◆ **PROBLEM REQUIREMENTS**: Retype every entry exactly, character for character.

[start DATA FOR PROCESSING]

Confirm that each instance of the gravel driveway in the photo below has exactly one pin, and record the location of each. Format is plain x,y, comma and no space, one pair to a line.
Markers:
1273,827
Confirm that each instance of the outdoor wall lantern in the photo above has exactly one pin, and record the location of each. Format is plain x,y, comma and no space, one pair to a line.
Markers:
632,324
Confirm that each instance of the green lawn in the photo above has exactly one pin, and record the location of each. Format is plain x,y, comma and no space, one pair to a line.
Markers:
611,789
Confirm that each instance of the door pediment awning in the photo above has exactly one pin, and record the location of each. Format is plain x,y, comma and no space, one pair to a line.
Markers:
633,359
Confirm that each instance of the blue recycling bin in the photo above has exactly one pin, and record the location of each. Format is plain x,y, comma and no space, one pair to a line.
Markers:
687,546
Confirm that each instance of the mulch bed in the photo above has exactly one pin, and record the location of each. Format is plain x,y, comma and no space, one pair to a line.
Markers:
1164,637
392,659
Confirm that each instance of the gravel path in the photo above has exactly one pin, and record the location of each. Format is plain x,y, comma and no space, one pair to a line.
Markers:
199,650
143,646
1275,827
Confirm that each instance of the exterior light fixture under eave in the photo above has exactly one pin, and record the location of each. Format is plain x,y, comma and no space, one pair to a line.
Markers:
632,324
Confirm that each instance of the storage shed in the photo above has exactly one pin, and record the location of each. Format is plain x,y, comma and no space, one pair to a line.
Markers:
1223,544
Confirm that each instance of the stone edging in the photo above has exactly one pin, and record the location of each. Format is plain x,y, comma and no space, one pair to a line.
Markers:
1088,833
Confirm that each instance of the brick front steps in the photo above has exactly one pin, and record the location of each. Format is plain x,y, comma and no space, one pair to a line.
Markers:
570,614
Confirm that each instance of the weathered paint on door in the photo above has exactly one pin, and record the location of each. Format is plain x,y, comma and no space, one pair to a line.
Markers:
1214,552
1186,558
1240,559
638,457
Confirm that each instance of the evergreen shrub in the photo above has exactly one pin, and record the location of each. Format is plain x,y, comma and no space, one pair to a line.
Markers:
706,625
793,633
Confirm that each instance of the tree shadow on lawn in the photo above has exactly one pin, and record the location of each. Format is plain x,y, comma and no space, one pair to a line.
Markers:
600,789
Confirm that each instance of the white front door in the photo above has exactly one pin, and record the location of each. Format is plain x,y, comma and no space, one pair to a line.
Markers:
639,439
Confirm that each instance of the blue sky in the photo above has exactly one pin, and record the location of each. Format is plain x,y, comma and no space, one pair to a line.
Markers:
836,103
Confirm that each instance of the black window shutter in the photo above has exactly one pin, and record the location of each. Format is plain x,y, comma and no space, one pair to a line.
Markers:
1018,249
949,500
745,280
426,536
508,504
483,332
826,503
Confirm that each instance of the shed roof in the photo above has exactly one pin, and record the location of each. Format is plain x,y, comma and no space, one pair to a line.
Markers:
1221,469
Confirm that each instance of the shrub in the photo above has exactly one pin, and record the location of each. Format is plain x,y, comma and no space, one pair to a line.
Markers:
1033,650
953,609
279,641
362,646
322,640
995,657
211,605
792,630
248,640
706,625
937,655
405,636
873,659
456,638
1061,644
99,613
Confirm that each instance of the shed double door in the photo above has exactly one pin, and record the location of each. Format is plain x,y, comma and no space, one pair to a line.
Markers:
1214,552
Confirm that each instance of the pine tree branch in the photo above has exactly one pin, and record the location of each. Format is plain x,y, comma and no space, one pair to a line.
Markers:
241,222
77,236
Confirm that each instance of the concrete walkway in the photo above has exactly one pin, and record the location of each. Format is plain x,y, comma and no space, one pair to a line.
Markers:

[end DATA FOR PROCESSING]

◆ **SOLUTION TO THIS PROBLEM**:
Confirm that each instance of the gravel driveway in the photo below has exactly one pin, and record the location of each. Format is plain x,y, comma and no space, one pair to a line.
Markers:
1273,827
Confirm that each instance of the outdoor wall lantern in the photo above has exactly one pin, and record the location of each. Format is plain x,y, comma and no space, one pair to a line.
Markers:
632,324
Confirm that each instance of the green lawn in the photo above has exactly one pin, and record the location of each. Format is plain x,y, comma and no space, one pair to a line.
Markers:
611,789
Confirm that each instance of the door pediment awning in the photo above has exactly one pin, and record the location of each. Format is plain x,y, comma and no space, one pair to a line.
Markers:
633,359
Confirm that each instance of the blue recycling bin in the photo above has exactly one pin, and record the location of each. Format is plain x,y, comma and no space, one pair to a line.
Markers:
687,546
Confirm that each instance of the mulch bed in the photo above has exactly one pin, and record the location of each. Format is plain x,y, comma and no space, one pair to a line.
Markers:
1164,637
392,659
Confirm that each instance of the gravel path in the photo above has exactly one pin, and record the location of each. Format is plain x,y, comma and no space, one pair to a line.
Markers:
199,650
143,646
1275,827
Confirm that each instance of the exterior light fixture under eave in the photo above has exactly one pin, and record the location of each. Format is plain x,y, comma and no space, one pair to a line.
Markers:
632,324
Confirm that each instance of the storage shed in the photo above has exactly one pin, and record the location of each. Format is plain x,y, comma and no space, one pair to a line.
Markers:
1223,544
Confirm that each instance of the stone edging in the photo above has exactly one pin, and record the location of each. Format is plain x,y, comma and no space, one pair to a line.
Markers:
1088,833
Confirm that each instance of the brick front steps in the photo above has exactly one pin, and record the location of each. Format is plain x,y, comma and no space, one pair to a line.
Markers:
570,614
Confirm that each instance of the weathered paint on door in the photo above has exactly one pin, and record the location of each. Format is plain x,y, comma and no space, one pair to a line.
Markers:
1214,552
1186,558
1240,559
638,457
Confirm that each instance of the evergreen shrub in the photo above has exactly one pin, and record the location of each. Format is plain x,y, comma and no space, one pair to a line.
Markers:
706,625
793,633
Confirm that each instance of the tree shadow on lawn in the photo above has exactly one pin, and record the location of each. Format is plain x,y, comma and no space, one pair to a line.
Markers:
600,789
Confirm that each instance of the white front door in the photo above has exactly one pin, and record the location of each. Format is plain x,y, comma and no space, one pair to a line.
Markers:
639,439
Confirm that each instance of the blue sky in the photo above has exactly one pin, and record the location of each. Format is plain x,y, comma and no space, one pair to a line.
Markers:
836,103
Confirm that each instance of the black window shutter in the photo above has exactly one pin, and record the location of each. Format is plain x,y, comma and no space, one pair to a line.
Markers:
1018,249
949,500
745,280
426,536
508,504
483,332
826,503
Confirm that each instance of the shed roof in the photo above has exactly one pin, and record the location of each. Format is plain x,y, comma and no space, one pair to a line.
Markers:
1221,469
Confirm that each instance of the shrub in the photo above has exactly one pin, and record the location of each. Format is plain x,y, comma and no space, one pair to a line.
Markers:
1033,650
953,609
279,641
362,646
322,640
995,657
211,605
792,630
248,640
706,625
937,655
405,636
873,659
456,638
1061,644
99,613
Confirm that each instance of the shed double door in the photo above has exactly one pin, and record the location of each. Format is plain x,y, comma and no space, one pair to a line.
Markers:
1214,552
Confirm that each instance of the pine tree branch in the photo above has exactly one pin, and record the location of each. Format is plain x,y, comma and no space, one pair to a line.
Markers:
241,222
77,236
Confirm that each instance of the concrete walkway in the photo above has exactly one pin, and record the location of each. Format is plain x,y, comma and no space, one pair to a line.
Markers:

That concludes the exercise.